EXTRACTED TEXT
Segment Open
Years of Obesity Up Aortic Stiffness, Worsen Middle-Age Memory

Marlene Busko

June 15, 2015

MILAN, ITALY — Being overweight or obese starting in early adulthood was associated with increased aortic stiffness and decreased performance in a memory test at around age 60, in a new study[1].

Researchers investigated this in a 30-year follow-up of participants in the UK Medical Research Council's National Survey of Health and Development (NSHD)/1946 birth cohort study. The greatest negative effect on later memory was seen in the participants who became obese at the youngest age (in their late 30s), said Dr Stefano Masi (University College London, UK) presenting the findings here at the European Society of Hypertension's European Society of Hypertension (ESH) 2015 Scientific Sessions.

"The main message is [that] cumulative exposure to obesity since age 36 is associated with later memory dysfunction, and this impact seems to be independent of the acquisition of cardiovascular disease," Masi said, speaking with  heartwire for Medscape and cochair Dr Zbigniew Gaciong (Warsaw Medical School, Poland) after his presentation. Encouragingly, the research suggested that dropping one body-mass-index (BMI) category and maintaining this weight loss might reverse these memory-dampening effects, he added.
Segment Closed
YOUR ASSIGNMENT
Please reproduce the obesity article between "Marlene Busko" and "2015 Scientific Sessions.", inclusive, updating "Researchers" to "Scientists".

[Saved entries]
Segment Open
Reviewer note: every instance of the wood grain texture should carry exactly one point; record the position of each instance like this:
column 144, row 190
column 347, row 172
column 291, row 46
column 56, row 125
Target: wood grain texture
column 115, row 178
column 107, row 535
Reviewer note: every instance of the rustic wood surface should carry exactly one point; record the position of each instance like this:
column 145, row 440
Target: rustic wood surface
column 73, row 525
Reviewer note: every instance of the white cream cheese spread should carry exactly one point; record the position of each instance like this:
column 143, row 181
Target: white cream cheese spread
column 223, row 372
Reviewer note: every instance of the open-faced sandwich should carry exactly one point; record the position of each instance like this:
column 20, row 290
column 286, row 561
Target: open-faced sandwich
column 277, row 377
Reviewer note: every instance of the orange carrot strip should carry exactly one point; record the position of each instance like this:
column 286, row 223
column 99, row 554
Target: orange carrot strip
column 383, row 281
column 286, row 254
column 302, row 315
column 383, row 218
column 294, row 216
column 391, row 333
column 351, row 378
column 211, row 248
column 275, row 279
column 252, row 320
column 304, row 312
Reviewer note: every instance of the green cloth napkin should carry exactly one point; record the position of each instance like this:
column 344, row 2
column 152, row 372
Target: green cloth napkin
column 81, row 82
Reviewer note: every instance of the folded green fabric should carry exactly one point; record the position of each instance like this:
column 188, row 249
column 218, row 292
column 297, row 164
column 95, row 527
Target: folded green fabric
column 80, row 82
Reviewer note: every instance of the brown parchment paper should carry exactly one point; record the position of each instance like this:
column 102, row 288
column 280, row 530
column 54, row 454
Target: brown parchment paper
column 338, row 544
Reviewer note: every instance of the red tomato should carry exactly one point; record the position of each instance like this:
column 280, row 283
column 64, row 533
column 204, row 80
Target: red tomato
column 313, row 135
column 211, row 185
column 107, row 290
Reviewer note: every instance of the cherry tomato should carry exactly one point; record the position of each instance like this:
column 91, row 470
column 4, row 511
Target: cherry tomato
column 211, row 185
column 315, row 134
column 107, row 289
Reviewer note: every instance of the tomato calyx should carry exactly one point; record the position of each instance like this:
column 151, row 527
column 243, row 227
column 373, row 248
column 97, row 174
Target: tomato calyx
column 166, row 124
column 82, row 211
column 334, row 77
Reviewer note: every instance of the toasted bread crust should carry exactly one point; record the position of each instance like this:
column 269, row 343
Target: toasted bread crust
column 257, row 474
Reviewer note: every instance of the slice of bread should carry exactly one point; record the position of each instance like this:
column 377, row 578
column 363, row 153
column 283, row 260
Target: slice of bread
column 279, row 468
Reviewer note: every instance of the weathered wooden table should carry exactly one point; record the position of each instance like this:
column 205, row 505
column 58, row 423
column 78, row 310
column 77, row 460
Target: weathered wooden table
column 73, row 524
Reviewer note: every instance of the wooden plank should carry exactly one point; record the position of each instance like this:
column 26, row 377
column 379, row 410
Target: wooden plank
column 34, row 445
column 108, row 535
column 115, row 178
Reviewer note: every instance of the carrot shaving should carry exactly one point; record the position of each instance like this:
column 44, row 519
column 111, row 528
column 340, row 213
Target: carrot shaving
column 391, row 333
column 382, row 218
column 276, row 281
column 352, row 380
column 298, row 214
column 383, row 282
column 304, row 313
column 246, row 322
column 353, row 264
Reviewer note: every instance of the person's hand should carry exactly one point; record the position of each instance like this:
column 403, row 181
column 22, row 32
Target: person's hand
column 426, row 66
Segment Closed
RESULT OF THIS TASK
Marlene Busko

June 15, 2015

MILAN, ITALY — Being overweight or obese starting in early adulthood was associated with increased aortic stiffness and decreased performance in a memory test at around age 60, in a new study[1].

Scientists investigated this in a 30-year follow-up of participants in the UK Medical Research Council's National Survey of Health and Development (NSHD)/1946 birth cohort study. The greatest negative effect on later memory was seen in the participants who became obese at the youngest age (in their late 30s), said Dr Stefano Masi (University College London, UK) presenting the findings here at the European Society of Hypertension's European Society of Hypertension (ESH) 2015 Scientific Sessions.